■ **TASK INSTRUCTIONS**
Pull out each line of the material below that contains the word "mudroom", and copy those lines in full.

■ **DATASET EXCERPTS**
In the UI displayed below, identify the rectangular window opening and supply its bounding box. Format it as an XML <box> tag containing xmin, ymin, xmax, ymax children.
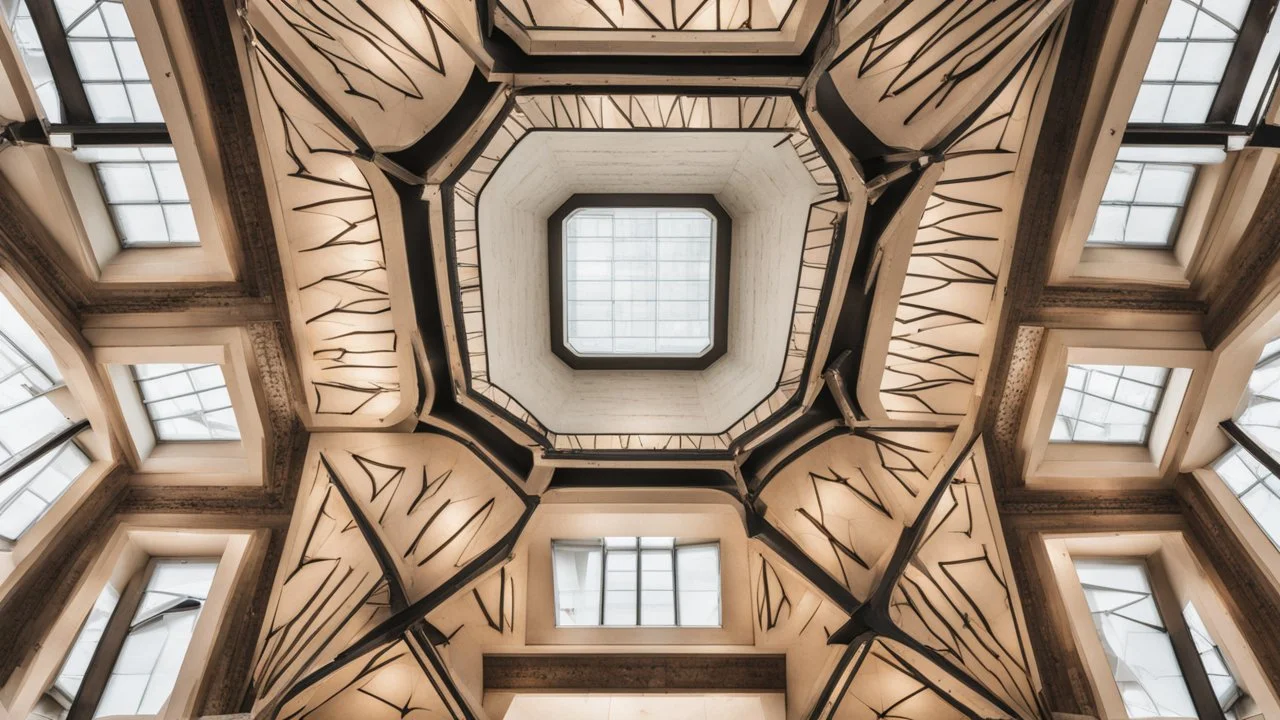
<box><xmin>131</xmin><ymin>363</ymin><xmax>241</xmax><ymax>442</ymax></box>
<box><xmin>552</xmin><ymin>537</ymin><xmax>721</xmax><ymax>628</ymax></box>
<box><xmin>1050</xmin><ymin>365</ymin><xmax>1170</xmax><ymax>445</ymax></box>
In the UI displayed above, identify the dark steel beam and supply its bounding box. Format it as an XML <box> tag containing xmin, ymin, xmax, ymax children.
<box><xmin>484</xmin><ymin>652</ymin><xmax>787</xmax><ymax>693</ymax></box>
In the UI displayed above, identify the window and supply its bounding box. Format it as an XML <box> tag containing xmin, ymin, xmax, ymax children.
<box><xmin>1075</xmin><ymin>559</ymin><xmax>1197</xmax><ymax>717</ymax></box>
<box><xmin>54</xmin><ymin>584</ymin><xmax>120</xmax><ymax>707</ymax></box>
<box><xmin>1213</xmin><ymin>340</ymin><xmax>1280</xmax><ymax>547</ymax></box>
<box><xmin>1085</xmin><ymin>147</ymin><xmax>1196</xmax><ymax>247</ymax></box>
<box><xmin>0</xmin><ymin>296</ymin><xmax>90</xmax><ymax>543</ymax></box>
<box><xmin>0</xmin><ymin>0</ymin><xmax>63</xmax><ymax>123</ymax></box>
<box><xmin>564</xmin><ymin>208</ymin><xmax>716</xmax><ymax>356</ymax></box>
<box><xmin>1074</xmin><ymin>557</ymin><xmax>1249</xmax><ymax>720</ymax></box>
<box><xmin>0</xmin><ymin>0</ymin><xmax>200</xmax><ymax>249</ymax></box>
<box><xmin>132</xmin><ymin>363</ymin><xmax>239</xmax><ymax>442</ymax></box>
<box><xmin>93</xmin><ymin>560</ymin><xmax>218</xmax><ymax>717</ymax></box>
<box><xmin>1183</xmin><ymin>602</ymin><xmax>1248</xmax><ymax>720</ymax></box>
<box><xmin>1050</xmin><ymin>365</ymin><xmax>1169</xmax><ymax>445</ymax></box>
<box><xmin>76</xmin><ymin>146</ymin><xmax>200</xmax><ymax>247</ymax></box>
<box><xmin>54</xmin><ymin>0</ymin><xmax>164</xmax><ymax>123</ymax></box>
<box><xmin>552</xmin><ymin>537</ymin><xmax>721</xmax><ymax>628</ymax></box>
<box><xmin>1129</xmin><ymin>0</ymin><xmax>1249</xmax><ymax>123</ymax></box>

--

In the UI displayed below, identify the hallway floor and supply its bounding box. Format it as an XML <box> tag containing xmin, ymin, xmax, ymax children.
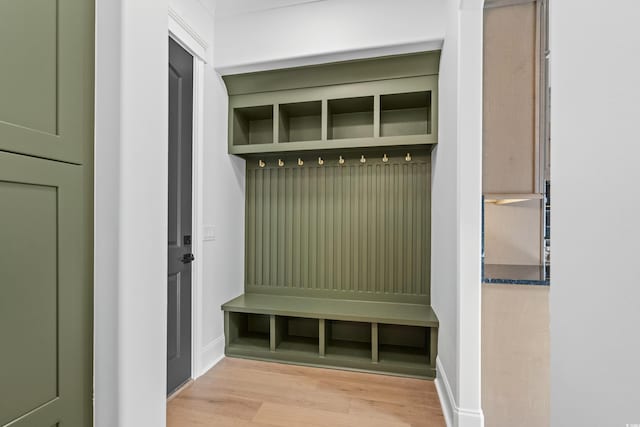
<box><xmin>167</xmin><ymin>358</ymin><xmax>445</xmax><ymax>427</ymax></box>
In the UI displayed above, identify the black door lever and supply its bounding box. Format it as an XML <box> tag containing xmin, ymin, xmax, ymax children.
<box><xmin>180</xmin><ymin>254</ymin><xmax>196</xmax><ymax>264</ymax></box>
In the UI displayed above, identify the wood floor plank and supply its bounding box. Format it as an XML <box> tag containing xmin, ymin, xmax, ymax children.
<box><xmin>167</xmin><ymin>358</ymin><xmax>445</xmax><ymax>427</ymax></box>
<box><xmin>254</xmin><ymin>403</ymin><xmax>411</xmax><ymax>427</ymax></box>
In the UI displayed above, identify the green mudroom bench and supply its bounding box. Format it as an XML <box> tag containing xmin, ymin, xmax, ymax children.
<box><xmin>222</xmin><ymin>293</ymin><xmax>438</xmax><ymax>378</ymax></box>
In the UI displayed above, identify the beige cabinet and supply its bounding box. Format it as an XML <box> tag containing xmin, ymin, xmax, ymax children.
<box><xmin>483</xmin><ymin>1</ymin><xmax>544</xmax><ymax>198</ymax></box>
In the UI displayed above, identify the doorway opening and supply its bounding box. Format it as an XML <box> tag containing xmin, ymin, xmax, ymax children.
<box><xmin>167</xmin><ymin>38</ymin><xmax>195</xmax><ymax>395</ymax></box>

■ **WRITTEN ANSWER**
In the UI displayed above, identify the green mudroom bench and supply its bounding box. Format it as an XML <box> tag containing xmin, ymin, xmax, ymax children.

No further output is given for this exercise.